> [Tasks]
1/ In the color management article, copy the passage that begins with the words containing "For every article" and ends with "steps towards this).", reproducing it word for word.
2/ Answer these questions using the color management article:
(a) What program was pretty much everyone using for web design back then?
(b) On what date was the article written?
(c) Which design tool has now made the first steps toward color management?

> [Selected passage]
Colour management for the web: Should I colour manage my Sketch files?

Written by Matt Keogh on 31st January 2019

2 comments
Browser screen shots taken on same screen but different browsers showing colour variations

Back when pretty much everyone was using Photoshop for web design, there was an ever changing debate around colour management. This largely revolved around:

  • Should our documents be colour managed? 
  • Should our exported assets contain profiles?
  • Should we convert everything to sRGB?

For every article evangelising that we should be using colour management there was an equally adamant article claiming that this is evil and would damage the web. The debate around this is confused by intentions. Some articles are aiming to equalise colour across monitors, others want to make sure that exported assets such as pngs, matched colour values set in CSS and others want photos to look as vivid and colourful in browsers as they do in Photoshop. In addition to this, back then colour management in browsers was next to non-existent, adding to the misinformation.

Many of the newer design tools such as Figma, XD, InVision studio and others don't support colour management, and also lack the colour management options found in Photoshop’s ‘save for web’. (Note that Invision Studio has now made the first steps towards this).

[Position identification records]
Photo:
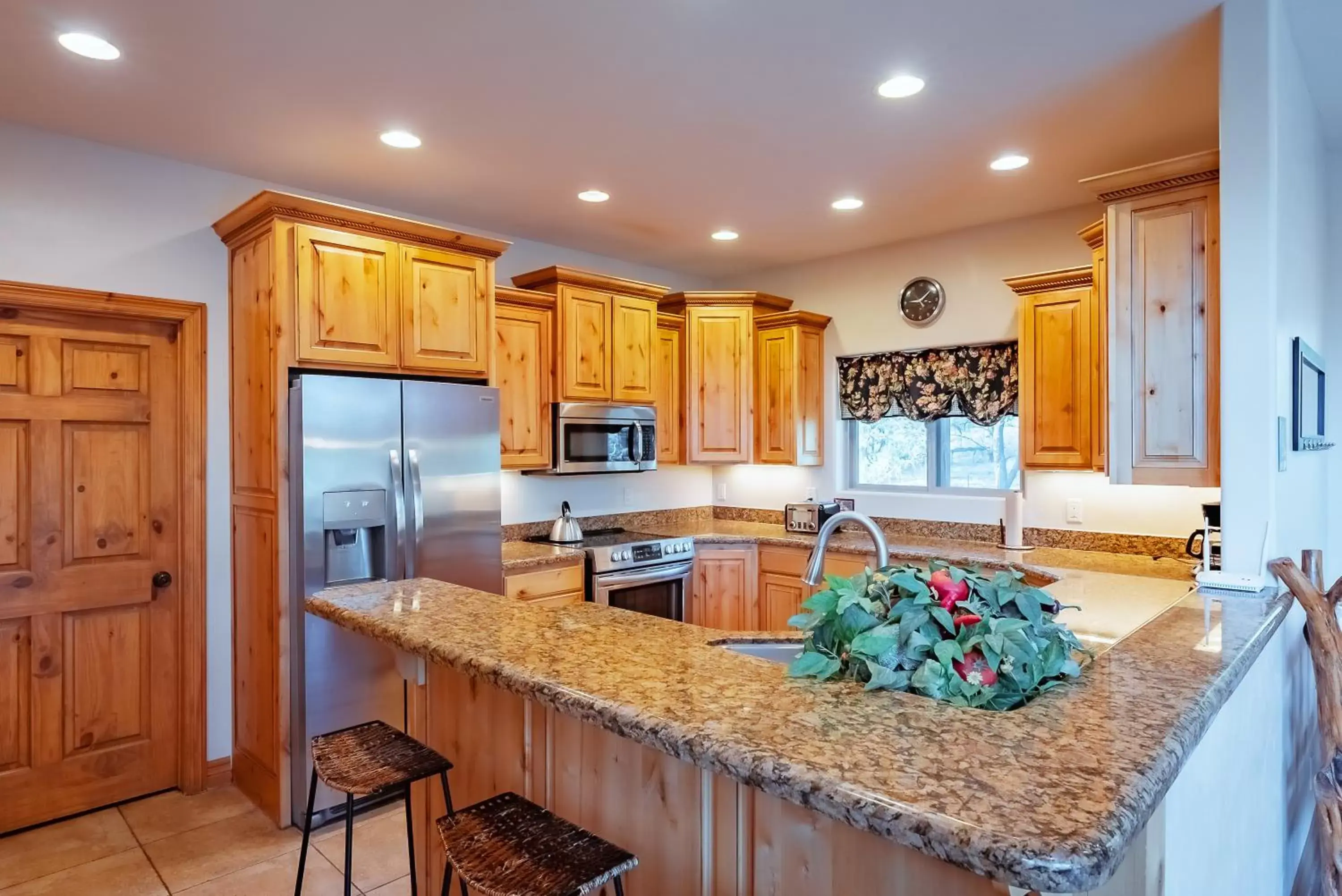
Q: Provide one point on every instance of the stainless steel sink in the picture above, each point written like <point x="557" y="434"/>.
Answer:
<point x="772" y="651"/>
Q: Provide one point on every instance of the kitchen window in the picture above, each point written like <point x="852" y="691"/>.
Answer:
<point x="952" y="454"/>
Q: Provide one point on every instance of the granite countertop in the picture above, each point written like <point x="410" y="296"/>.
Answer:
<point x="1047" y="797"/>
<point x="525" y="557"/>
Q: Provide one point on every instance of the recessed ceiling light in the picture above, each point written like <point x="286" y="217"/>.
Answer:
<point x="1008" y="163"/>
<point x="400" y="140"/>
<point x="90" y="46"/>
<point x="901" y="86"/>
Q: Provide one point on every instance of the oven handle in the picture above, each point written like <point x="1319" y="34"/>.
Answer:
<point x="643" y="576"/>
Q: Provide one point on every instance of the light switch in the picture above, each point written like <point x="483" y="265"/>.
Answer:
<point x="1074" y="510"/>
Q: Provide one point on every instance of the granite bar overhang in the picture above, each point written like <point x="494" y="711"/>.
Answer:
<point x="1047" y="797"/>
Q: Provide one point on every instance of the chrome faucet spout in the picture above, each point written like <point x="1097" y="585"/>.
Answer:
<point x="815" y="564"/>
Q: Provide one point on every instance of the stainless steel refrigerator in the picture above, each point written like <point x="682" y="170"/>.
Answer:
<point x="391" y="479"/>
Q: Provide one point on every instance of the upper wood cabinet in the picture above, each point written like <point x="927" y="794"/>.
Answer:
<point x="446" y="310"/>
<point x="524" y="373"/>
<point x="669" y="388"/>
<point x="320" y="286"/>
<point x="1094" y="237"/>
<point x="1163" y="253"/>
<point x="790" y="388"/>
<point x="720" y="371"/>
<point x="347" y="292"/>
<point x="1057" y="369"/>
<point x="604" y="336"/>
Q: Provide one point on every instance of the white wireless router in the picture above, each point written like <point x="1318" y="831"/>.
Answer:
<point x="1234" y="581"/>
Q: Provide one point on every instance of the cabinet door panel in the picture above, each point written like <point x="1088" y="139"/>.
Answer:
<point x="634" y="325"/>
<point x="669" y="395"/>
<point x="446" y="312"/>
<point x="584" y="345"/>
<point x="1055" y="385"/>
<point x="347" y="298"/>
<point x="522" y="375"/>
<point x="718" y="376"/>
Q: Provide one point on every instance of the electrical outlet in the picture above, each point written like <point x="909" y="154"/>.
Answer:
<point x="1074" y="510"/>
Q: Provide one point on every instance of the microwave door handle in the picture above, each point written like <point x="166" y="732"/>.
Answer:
<point x="416" y="498"/>
<point x="399" y="516"/>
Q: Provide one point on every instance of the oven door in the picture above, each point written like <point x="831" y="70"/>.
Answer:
<point x="657" y="591"/>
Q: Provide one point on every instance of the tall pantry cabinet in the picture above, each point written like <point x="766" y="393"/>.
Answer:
<point x="321" y="287"/>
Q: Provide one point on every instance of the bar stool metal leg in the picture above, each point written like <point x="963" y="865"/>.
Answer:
<point x="308" y="833"/>
<point x="349" y="844"/>
<point x="410" y="841"/>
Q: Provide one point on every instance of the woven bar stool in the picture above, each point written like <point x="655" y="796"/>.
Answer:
<point x="363" y="761"/>
<point x="508" y="845"/>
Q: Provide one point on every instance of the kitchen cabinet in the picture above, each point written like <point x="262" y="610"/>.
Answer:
<point x="724" y="595"/>
<point x="1163" y="258"/>
<point x="606" y="334"/>
<point x="669" y="388"/>
<point x="1094" y="238"/>
<point x="446" y="313"/>
<point x="1057" y="369"/>
<point x="320" y="286"/>
<point x="720" y="377"/>
<point x="524" y="373"/>
<point x="790" y="388"/>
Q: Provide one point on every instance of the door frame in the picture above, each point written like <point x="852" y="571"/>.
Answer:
<point x="190" y="318"/>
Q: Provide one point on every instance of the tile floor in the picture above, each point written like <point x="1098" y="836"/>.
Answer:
<point x="211" y="844"/>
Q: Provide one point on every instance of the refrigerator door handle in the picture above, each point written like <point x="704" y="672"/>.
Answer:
<point x="416" y="498"/>
<point x="399" y="505"/>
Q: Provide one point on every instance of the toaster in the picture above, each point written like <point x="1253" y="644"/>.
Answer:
<point x="808" y="517"/>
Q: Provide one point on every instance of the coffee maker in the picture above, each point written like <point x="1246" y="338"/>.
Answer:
<point x="1206" y="544"/>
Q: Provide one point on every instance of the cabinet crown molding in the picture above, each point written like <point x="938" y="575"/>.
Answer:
<point x="1157" y="178"/>
<point x="551" y="278"/>
<point x="764" y="302"/>
<point x="1093" y="234"/>
<point x="1067" y="278"/>
<point x="792" y="318"/>
<point x="268" y="206"/>
<point x="529" y="298"/>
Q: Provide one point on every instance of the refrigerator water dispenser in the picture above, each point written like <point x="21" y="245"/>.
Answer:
<point x="355" y="525"/>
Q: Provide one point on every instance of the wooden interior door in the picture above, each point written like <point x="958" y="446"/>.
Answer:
<point x="89" y="516"/>
<point x="347" y="298"/>
<point x="1055" y="383"/>
<point x="584" y="345"/>
<point x="446" y="312"/>
<point x="634" y="324"/>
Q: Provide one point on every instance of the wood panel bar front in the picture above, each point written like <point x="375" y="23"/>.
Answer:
<point x="693" y="831"/>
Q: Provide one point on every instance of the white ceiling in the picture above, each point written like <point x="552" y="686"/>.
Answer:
<point x="693" y="114"/>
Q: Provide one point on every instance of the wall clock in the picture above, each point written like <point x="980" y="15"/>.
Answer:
<point x="922" y="301"/>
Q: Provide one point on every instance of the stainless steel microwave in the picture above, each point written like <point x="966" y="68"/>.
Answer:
<point x="604" y="439"/>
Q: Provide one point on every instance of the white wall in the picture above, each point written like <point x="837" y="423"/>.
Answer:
<point x="84" y="215"/>
<point x="861" y="289"/>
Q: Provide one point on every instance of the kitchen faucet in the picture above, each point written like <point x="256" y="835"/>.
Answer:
<point x="815" y="564"/>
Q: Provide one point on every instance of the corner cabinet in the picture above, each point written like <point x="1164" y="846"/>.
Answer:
<point x="669" y="388"/>
<point x="1163" y="254"/>
<point x="604" y="336"/>
<point x="790" y="388"/>
<point x="524" y="373"/>
<point x="1057" y="369"/>
<point x="320" y="286"/>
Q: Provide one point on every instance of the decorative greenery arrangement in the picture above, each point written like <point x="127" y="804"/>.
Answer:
<point x="945" y="632"/>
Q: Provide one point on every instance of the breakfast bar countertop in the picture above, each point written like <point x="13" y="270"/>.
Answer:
<point x="1046" y="797"/>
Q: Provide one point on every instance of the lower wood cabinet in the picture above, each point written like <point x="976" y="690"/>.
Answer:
<point x="524" y="375"/>
<point x="724" y="595"/>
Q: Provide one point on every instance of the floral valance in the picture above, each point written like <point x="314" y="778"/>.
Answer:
<point x="976" y="381"/>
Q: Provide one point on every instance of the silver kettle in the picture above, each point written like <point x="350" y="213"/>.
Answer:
<point x="565" y="529"/>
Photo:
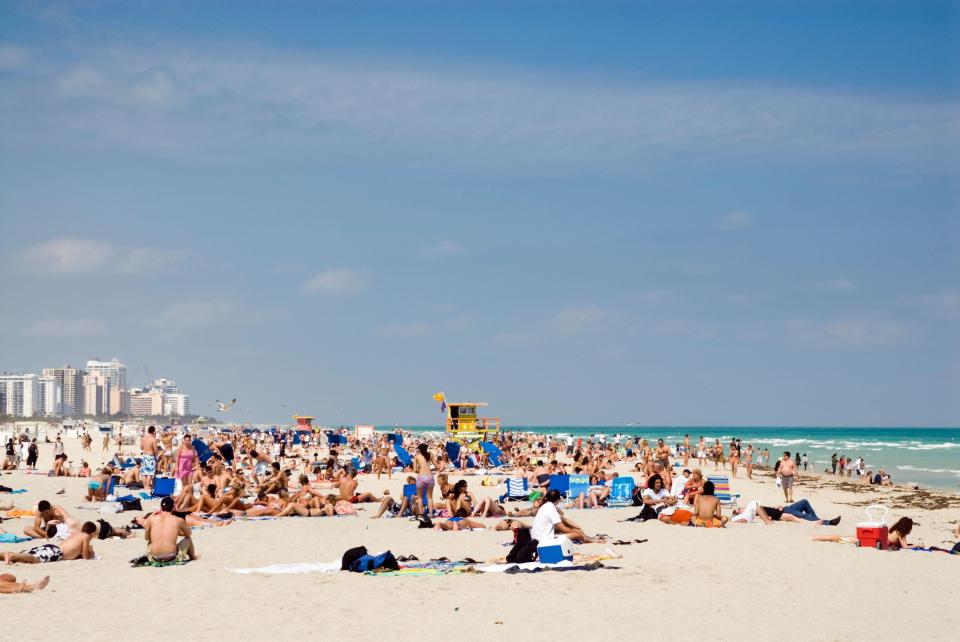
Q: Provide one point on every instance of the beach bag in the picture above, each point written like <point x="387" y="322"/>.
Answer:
<point x="351" y="556"/>
<point x="383" y="561"/>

> [Answers in order]
1/
For every article evangelising that we should be using colour management there was an equally adamant article claiming that this is evil and would damage the web. The debate around this is confused by intentions. Some articles are aiming to equalise colour across monitors, others want to make sure that exported assets such as pngs, matched colour values set in CSS and others want photos to look as vivid and colourful in browsers as they do in Photoshop. In addition to this, back then colour management in browsers was next to non-existent, adding to the misinformation.

Many of the newer design tools such as Figma, XD, InVision studio and others don't support colour management, and also lack the colour management options found in Photoshop’s ‘save for web’. (Note that Invision Studio has now made the first steps towards this).

2/
(a) Photoshop
(b) 31st January 2019
(c) Invision Studio